# Required work:
Please write out every line of the records below word for word, leaving out the pictures.

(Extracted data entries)

◇ ◇ ◇ ◇ ◇

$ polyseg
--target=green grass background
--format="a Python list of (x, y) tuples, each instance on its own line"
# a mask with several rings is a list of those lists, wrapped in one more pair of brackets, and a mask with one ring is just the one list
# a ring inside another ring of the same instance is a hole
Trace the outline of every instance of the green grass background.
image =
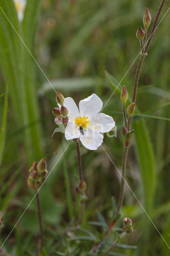
[[(56, 90), (77, 104), (95, 93), (105, 104), (139, 52), (136, 32), (142, 26), (145, 8), (149, 9), (152, 24), (160, 2), (28, 0), (21, 23), (12, 0), (2, 0), (0, 7)], [(169, 7), (167, 1), (160, 20)], [(144, 62), (126, 177), (169, 245), (169, 22), (168, 14), (155, 32)], [(115, 121), (117, 137), (105, 136), (103, 145), (120, 170), (123, 146), (120, 92), (125, 84), (129, 99), (132, 97), (138, 59), (103, 110)], [(33, 160), (57, 152), (46, 158), (49, 172), (71, 142), (40, 192), (43, 255), (84, 255), (103, 232), (101, 227), (89, 223), (100, 220), (97, 211), (108, 224), (111, 220), (111, 197), (117, 201), (120, 174), (101, 147), (91, 151), (81, 147), (89, 200), (81, 218), (82, 207), (74, 192), (78, 182), (75, 145), (62, 134), (51, 138), (57, 127), (51, 111), (57, 106), (55, 92), (1, 10), (0, 62), (0, 95), (6, 93), (0, 98), (0, 210), (4, 218), (0, 242), (34, 195), (27, 186)], [(108, 73), (104, 73), (104, 67)], [(117, 248), (110, 255), (169, 255), (167, 246), (127, 187), (121, 213), (116, 228), (121, 227), (123, 218), (131, 218), (134, 232), (123, 242), (137, 248)], [(80, 218), (83, 230), (76, 229)], [(71, 240), (77, 236), (81, 238)], [(115, 238), (111, 234), (110, 242)], [(38, 239), (34, 200), (4, 244), (4, 255), (36, 255)]]

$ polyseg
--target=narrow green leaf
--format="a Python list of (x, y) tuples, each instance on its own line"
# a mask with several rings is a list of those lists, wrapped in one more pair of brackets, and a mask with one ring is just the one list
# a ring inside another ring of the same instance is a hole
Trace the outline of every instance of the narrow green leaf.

◇ ◇ ◇ ◇ ◇

# Task output:
$ polyseg
--target=green grass background
--format="a Python list of (x, y) tuples, each instance on its own line"
# a mask with several rings is a list of those lists, wrapped in one more pair of brackets, and a mask with one ring is just the one list
# a ring inside another ring of the same instance is a hole
Trace the outline of every instance of the green grass background.
image =
[[(56, 90), (77, 104), (95, 93), (105, 104), (139, 52), (136, 32), (142, 26), (145, 8), (149, 9), (152, 24), (160, 2), (28, 0), (21, 23), (12, 0), (2, 0), (0, 7)], [(169, 7), (167, 1), (160, 20)], [(144, 62), (126, 177), (169, 245), (169, 22), (168, 14), (155, 32)], [(115, 121), (117, 137), (105, 136), (103, 145), (120, 170), (123, 146), (120, 92), (125, 84), (129, 99), (132, 97), (138, 59), (103, 110)], [(33, 160), (57, 152), (46, 158), (49, 172), (71, 142), (40, 192), (43, 255), (84, 255), (103, 232), (101, 227), (89, 223), (100, 220), (97, 211), (108, 224), (111, 220), (111, 197), (117, 201), (120, 174), (101, 147), (91, 151), (81, 147), (89, 200), (81, 218), (82, 207), (74, 192), (78, 182), (75, 145), (62, 134), (51, 138), (57, 127), (51, 111), (57, 106), (55, 92), (1, 10), (0, 62), (0, 95), (6, 93), (0, 98), (0, 210), (4, 218), (0, 242), (34, 195), (27, 186)], [(108, 73), (104, 73), (104, 67)], [(117, 248), (110, 255), (169, 255), (167, 246), (127, 187), (121, 213), (116, 228), (121, 227), (123, 218), (131, 218), (134, 232), (123, 242), (137, 248)], [(80, 218), (83, 230), (76, 229)], [(71, 240), (77, 236), (81, 238)], [(115, 238), (111, 234), (110, 242)], [(38, 239), (34, 200), (4, 244), (4, 255), (36, 255)]]

$ polyseg
--target=narrow green leaf
--format="a Python list of (x, y) tuples, each instance on its own line"
# a mask with several rings is a list of those lists, wrapped in one more pair of brackets, and a mask with one ring is just the one list
# a ring inside another ring of the same instance is a hole
Trace the outline of every instance of the narrow green leaf.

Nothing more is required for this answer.